§ TASK ITEM
Could you count how many lines of the data include "query" and answer with the number only?

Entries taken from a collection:
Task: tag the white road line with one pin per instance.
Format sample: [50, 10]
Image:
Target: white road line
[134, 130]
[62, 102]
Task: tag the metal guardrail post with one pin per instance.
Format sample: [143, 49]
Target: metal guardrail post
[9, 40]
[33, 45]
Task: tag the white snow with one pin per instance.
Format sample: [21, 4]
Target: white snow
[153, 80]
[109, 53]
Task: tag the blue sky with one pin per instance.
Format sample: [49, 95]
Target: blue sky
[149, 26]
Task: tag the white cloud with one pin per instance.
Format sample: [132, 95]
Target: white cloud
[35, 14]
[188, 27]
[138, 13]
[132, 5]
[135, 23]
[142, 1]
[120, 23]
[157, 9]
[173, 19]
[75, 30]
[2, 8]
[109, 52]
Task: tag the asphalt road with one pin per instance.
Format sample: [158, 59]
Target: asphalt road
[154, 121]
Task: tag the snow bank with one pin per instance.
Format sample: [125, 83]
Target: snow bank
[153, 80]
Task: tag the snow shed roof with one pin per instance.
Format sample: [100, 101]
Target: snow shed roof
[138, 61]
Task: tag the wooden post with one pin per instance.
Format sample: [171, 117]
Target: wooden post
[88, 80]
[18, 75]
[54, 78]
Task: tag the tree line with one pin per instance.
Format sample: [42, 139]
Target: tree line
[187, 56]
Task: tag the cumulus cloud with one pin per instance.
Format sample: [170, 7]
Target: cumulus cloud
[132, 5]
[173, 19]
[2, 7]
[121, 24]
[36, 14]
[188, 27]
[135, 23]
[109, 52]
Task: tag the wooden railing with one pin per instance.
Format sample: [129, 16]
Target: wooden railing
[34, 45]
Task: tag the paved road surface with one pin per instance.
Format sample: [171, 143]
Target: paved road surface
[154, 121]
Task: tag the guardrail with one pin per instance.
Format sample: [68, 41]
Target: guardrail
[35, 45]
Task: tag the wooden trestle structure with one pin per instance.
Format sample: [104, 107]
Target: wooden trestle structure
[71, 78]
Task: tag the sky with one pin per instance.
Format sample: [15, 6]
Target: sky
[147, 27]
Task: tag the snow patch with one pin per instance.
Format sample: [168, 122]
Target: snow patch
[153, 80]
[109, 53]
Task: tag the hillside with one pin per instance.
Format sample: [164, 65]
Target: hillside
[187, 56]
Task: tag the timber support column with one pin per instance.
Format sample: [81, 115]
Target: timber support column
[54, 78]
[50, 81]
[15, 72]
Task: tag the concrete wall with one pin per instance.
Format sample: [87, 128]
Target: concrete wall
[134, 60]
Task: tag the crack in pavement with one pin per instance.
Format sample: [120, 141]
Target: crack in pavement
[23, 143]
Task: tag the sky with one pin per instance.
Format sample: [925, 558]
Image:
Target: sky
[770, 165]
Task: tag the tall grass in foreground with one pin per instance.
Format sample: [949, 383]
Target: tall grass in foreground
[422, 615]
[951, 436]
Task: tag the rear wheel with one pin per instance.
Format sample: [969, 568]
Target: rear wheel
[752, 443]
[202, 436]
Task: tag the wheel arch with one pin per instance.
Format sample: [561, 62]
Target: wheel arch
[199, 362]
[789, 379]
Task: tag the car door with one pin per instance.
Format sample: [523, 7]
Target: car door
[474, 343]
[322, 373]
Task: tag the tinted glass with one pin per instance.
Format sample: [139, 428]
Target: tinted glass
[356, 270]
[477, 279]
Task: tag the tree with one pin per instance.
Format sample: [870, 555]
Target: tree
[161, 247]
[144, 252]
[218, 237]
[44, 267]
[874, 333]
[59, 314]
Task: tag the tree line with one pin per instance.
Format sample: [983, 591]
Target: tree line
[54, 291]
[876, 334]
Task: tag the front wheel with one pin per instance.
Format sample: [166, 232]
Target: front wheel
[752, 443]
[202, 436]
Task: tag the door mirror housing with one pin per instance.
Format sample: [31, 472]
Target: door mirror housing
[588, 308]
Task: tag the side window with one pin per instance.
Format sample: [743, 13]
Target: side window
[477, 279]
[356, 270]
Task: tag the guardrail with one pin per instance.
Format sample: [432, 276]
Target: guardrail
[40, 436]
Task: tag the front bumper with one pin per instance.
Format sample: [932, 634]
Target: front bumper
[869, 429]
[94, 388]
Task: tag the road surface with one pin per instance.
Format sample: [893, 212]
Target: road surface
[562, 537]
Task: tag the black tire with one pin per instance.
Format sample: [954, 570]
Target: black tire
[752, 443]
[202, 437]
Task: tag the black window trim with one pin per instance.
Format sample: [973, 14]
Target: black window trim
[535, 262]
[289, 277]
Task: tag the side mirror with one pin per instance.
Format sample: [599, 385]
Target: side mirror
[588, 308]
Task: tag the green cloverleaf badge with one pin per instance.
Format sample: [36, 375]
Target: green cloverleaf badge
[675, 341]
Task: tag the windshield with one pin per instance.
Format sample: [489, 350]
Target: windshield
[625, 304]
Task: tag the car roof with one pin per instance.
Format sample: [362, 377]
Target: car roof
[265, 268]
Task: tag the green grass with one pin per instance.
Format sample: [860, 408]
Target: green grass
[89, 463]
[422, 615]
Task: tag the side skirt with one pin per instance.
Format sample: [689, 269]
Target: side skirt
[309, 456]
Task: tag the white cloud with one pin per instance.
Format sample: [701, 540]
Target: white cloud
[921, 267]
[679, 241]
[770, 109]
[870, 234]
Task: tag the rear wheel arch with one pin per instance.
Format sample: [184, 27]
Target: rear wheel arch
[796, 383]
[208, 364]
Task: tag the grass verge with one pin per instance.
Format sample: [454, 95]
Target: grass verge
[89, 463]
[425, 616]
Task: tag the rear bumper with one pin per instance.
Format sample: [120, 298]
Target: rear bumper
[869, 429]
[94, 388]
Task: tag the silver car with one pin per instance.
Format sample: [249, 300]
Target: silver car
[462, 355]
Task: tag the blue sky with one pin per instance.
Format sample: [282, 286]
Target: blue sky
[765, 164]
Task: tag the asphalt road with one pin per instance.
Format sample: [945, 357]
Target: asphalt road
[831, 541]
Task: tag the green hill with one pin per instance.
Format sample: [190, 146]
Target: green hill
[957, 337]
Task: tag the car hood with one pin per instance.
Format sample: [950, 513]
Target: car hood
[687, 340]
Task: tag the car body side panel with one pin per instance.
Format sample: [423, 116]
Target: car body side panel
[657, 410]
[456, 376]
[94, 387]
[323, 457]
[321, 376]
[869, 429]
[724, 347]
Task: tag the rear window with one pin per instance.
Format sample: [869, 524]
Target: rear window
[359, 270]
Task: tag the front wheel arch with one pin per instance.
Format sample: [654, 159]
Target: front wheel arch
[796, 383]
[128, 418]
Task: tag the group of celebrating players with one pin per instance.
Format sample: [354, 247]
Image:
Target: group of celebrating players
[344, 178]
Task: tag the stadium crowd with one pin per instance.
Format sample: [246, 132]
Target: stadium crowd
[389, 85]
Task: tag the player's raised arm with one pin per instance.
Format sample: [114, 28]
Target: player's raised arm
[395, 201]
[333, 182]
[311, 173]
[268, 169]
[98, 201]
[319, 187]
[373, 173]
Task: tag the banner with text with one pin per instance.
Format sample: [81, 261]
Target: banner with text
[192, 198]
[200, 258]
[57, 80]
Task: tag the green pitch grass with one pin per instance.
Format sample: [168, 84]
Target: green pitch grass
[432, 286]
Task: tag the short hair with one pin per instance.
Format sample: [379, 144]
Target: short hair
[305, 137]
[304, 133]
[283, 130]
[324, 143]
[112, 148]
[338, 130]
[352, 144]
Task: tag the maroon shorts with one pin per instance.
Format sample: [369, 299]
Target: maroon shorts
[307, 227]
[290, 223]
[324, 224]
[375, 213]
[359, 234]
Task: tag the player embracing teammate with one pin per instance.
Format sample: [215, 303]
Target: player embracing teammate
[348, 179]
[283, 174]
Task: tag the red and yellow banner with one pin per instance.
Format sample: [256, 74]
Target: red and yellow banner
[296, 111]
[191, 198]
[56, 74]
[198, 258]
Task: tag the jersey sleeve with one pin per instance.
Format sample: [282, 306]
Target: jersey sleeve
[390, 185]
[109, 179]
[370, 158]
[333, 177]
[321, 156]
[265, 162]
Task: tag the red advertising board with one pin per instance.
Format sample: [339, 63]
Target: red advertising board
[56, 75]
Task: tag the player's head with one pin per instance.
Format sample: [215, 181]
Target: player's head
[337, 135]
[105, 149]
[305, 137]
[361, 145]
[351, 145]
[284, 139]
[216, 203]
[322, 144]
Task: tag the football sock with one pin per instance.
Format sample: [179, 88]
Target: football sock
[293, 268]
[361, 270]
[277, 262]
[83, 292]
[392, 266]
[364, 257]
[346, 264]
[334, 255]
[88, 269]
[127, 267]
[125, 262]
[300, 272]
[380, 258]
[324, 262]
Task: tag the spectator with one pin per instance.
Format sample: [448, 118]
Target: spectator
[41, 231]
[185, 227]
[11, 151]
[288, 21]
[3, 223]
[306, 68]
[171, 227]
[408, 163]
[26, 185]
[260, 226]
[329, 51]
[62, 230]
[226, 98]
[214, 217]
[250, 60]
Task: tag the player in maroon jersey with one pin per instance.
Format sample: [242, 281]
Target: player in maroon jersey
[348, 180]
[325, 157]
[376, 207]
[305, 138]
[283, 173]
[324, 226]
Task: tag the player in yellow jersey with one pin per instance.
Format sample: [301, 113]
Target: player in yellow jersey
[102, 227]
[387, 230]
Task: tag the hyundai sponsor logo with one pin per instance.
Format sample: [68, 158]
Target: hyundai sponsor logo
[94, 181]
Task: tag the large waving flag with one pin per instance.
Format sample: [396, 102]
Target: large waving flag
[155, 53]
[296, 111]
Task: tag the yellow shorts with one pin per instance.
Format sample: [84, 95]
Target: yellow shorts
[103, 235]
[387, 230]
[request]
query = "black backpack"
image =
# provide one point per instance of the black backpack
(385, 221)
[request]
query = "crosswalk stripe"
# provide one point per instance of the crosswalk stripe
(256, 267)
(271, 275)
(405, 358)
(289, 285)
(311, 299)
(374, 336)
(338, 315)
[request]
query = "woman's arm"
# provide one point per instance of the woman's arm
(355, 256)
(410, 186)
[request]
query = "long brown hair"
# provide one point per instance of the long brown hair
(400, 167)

§ WRITTEN RESPONSE
4